┌─ Records for the exercise
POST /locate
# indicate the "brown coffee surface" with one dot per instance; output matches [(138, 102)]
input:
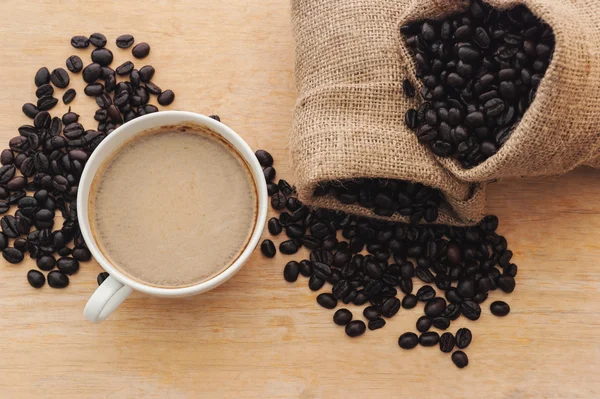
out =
[(173, 207)]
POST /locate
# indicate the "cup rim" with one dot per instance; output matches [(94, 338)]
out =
[(100, 155)]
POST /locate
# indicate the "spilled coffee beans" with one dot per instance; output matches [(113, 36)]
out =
[(43, 164), (372, 263)]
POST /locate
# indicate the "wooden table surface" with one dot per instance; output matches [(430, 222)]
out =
[(258, 336)]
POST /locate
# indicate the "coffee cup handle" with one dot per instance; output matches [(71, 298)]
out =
[(106, 299)]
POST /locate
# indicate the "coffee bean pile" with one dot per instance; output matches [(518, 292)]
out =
[(480, 71), (387, 196), (41, 170), (374, 263)]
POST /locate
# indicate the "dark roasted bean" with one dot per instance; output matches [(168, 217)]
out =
[(376, 324), (430, 338), (36, 279), (12, 255), (69, 96), (409, 301), (423, 324), (291, 271), (56, 279), (447, 342), (408, 340), (342, 317), (460, 359), (499, 308), (268, 248)]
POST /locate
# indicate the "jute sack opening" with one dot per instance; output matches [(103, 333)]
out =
[(349, 118), (561, 129)]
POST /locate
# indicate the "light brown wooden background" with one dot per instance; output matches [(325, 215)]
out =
[(258, 336)]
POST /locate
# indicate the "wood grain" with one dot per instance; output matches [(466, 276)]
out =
[(258, 336)]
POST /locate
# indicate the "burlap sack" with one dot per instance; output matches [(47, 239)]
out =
[(561, 128), (349, 118)]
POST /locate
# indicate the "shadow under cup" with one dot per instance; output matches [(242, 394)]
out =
[(172, 240)]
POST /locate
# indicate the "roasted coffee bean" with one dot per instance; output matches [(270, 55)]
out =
[(140, 50), (268, 248), (59, 78), (291, 271), (125, 68), (4, 206), (423, 324), (376, 324), (30, 110), (306, 268), (499, 308), (45, 90), (17, 183), (463, 338), (371, 313), (425, 293), (153, 89), (7, 172), (102, 56), (506, 283), (80, 42), (492, 91), (430, 338), (69, 96), (42, 76), (390, 307), (408, 340), (341, 289), (441, 322), (409, 301), (327, 301), (36, 279), (93, 89), (274, 226), (56, 279), (447, 342), (16, 197), (125, 41), (46, 103), (435, 307), (104, 101), (98, 39), (315, 283), (466, 288), (355, 328), (470, 310), (12, 255), (92, 72), (460, 359), (74, 64), (146, 73), (342, 317)]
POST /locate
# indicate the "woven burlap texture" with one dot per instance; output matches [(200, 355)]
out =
[(349, 117), (561, 129)]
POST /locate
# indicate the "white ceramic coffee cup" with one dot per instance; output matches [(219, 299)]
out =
[(116, 288)]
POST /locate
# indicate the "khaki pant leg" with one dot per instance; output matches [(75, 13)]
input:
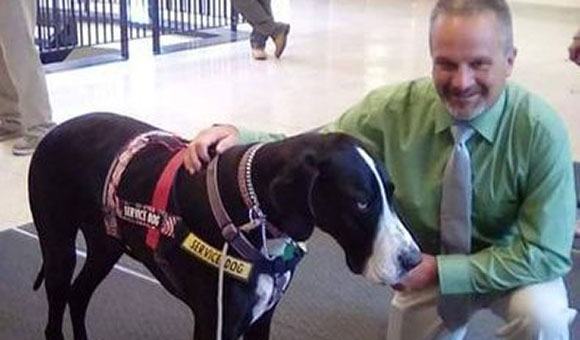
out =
[(413, 316), (17, 23), (535, 312), (9, 113)]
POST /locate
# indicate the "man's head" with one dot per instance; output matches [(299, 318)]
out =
[(472, 49)]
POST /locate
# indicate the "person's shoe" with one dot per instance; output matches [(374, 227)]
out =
[(259, 54), (7, 133), (26, 145), (280, 39)]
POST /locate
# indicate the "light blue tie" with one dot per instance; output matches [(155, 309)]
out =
[(456, 195), (456, 221)]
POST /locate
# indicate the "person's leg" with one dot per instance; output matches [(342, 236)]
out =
[(254, 13), (10, 124), (538, 312), (414, 316), (259, 14), (17, 23)]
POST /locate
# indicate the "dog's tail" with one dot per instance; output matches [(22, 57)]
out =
[(39, 279)]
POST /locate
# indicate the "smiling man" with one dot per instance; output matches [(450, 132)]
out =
[(483, 177)]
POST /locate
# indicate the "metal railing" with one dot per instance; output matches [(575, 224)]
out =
[(65, 26)]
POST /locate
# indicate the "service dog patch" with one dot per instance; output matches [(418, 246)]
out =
[(235, 267)]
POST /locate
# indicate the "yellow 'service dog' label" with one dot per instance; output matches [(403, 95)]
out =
[(235, 267)]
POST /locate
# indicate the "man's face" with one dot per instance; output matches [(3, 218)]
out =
[(470, 62)]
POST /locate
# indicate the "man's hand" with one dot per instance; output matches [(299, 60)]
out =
[(222, 137), (574, 49), (420, 277)]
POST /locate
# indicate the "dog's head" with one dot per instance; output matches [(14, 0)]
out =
[(332, 182)]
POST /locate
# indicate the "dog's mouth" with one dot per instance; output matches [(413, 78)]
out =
[(390, 269)]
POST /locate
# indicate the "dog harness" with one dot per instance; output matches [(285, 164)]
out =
[(153, 216), (158, 221), (276, 266)]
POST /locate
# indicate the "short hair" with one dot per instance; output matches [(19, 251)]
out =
[(470, 7)]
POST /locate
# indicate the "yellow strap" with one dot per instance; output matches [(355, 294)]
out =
[(233, 266)]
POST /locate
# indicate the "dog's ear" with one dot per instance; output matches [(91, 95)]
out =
[(290, 191)]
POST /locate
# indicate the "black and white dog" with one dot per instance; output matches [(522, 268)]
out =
[(121, 183)]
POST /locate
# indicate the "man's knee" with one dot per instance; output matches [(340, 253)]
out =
[(537, 312)]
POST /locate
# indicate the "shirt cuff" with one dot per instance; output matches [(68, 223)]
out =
[(454, 274)]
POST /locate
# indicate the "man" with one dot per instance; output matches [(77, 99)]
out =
[(518, 231), (259, 14), (25, 111)]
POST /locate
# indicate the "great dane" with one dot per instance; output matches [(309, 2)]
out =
[(234, 229)]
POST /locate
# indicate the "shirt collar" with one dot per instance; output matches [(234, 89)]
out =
[(486, 124)]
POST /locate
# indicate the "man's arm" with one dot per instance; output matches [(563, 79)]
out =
[(220, 137)]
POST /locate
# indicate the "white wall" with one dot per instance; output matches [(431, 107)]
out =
[(564, 3)]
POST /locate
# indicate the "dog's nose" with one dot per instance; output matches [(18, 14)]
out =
[(410, 258)]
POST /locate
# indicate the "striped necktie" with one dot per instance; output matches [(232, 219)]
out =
[(456, 195), (456, 221)]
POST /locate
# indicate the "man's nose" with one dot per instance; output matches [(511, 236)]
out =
[(463, 78)]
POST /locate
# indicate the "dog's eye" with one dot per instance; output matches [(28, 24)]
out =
[(362, 206)]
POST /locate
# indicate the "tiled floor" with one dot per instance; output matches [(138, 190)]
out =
[(338, 50)]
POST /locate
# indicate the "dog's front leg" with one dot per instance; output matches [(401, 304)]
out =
[(260, 329)]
└─
● Task item: Lines in the records above that carry the word "brown" are to be located and copied.

● Response:
# indicate the "brown coffee surface" with one dot per instance; output matches [(138, 102)]
# indicate the "light brown wooden background" with one dot per instance; output matches [(325, 215)]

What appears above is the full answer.